原文摘錄:

=-=-=-=-=

由於在中國幾千年官本位制的封建歷史中,並不明顯存在一個獨立於官場之外的文化階層,所以社會時尚並不像今天這樣主要由知識階層和青年群體發軔推導,然後逐步衍為社會風氣,而大多是自上而下,首先由皇室貴族和士族階層倡導示範,然後「上有所好,下必甚焉」,推廣民間。黃花梨不溫不燥,不卑不亢,不寡不喧,特別適合打造簡潔凝練的素身傢具,在顯現自然本色的同時,給人以充分的想像空間;而且香氣暗含,歷久彌醇,與人的氣息彼此交流,相融相通。黃花梨的紋路行雲流水,華美而且絢爛;空靈飄逸,與中國水墨彩墨異曲同工;景自天成,與各種自然現象息息相關——千百年的風雨鉛華,日暉月映,在她的光澤及木質之中留下鬼斧神工;颱風扭曲樹榦形成的錯節紋,枝杈疤結形成的鬼臉紋,還有麥穗紋、蟹爪紋、山紋、流水紋等等,古人運用各種仿生的想像將這些紋路比擬出來,足以讓心領神會的美妙意境溝通古今。產生包漿的黃花梨光澤愈加成熟收斂,其氣質更可滿足文人雅士韜光養晦的境界追求。

=-=-=-=-=

你的任務: 請用兩句話概括這段關於黃花梨的文字。 下方資料與原文是各自獨立的材料。

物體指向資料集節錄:
=-=-=-=-=

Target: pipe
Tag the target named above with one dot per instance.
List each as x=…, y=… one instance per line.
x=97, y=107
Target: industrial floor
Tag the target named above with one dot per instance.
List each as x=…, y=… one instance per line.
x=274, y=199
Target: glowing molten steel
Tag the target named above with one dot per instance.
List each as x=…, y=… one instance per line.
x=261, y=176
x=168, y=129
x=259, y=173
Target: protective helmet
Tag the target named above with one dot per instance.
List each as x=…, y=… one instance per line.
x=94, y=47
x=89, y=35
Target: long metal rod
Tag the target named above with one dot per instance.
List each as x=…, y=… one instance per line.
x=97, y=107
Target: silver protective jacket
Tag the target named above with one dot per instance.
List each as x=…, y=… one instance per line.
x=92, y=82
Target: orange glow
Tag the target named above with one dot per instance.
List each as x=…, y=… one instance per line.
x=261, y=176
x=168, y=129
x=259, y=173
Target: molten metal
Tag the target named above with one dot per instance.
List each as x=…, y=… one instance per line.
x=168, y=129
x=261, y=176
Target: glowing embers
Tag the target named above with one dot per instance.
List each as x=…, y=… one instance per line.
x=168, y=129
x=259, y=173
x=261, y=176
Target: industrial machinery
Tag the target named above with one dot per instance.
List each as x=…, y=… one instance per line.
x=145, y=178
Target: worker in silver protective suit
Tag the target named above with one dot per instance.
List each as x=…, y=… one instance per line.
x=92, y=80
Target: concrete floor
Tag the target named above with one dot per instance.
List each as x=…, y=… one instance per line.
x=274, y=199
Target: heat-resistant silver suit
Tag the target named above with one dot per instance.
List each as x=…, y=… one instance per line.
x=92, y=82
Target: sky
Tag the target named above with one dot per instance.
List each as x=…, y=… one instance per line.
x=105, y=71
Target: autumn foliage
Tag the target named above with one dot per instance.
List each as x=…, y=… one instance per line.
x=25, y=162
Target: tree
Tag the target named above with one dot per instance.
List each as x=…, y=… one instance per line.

=-=-=-=-=

本題答案: 在中國歷史上,社會時尚大多先由皇室貴族和士族階層倡導示範,再推廣到民間。黃花梨不溫不燥、香氣歷久彌醇、紋路華美多樣,適合打造簡潔的素身傢具,產生包漿後光澤更加成熟收斂,也契合文人雅士韜光養晦的追求。